_Brief_:
Present the lines of the entries below as a JSON list of strings, one string per line with blank lines omitted. Begin with the line containing "Target: car's rear windshield wiper" and continue through the last line of the entries.

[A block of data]
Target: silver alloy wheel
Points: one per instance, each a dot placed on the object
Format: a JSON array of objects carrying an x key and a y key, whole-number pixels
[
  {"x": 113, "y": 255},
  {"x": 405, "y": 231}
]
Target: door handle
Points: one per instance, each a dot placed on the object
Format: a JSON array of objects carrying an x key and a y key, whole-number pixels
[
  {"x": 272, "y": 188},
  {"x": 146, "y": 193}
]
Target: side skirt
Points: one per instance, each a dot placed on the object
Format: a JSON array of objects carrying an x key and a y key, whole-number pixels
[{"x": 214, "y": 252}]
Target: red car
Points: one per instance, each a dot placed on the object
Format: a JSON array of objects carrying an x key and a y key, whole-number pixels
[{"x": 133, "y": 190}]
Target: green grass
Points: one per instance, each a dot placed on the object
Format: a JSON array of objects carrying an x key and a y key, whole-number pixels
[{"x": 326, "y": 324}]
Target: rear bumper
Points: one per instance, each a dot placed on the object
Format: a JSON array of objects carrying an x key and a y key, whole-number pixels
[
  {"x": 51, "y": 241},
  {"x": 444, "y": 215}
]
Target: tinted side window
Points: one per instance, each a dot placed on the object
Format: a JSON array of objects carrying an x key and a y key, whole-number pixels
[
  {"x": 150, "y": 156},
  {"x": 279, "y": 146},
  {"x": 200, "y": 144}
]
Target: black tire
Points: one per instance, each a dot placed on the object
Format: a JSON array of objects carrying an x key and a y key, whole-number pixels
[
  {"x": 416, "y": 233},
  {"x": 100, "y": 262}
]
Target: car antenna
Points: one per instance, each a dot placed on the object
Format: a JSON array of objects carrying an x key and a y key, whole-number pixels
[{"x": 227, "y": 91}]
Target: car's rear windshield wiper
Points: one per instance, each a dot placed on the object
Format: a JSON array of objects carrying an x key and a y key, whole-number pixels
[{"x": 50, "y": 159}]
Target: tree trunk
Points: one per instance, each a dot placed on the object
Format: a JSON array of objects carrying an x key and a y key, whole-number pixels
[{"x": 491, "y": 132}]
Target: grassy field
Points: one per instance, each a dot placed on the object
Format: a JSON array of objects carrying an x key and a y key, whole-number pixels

_Task solution_:
[
  "Target: car's rear windshield wiper",
  "Points: one per instance, each a dot placed on the object",
  "Format: a JSON array of objects carrying an x key and a y key, whole-number pixels",
  "[{\"x\": 50, \"y\": 159}]",
  "Target: tree trunk",
  "Points: one per instance, each a dot placed on the object",
  "Format: a JSON array of objects carrying an x key and a y key, whole-number pixels",
  "[{\"x\": 491, \"y\": 132}]",
  "Target: grassy field",
  "Points: one per instance, each a dot placed on the object",
  "Format: a JSON array of objects carrying an x key and a y key, whole-number pixels"
]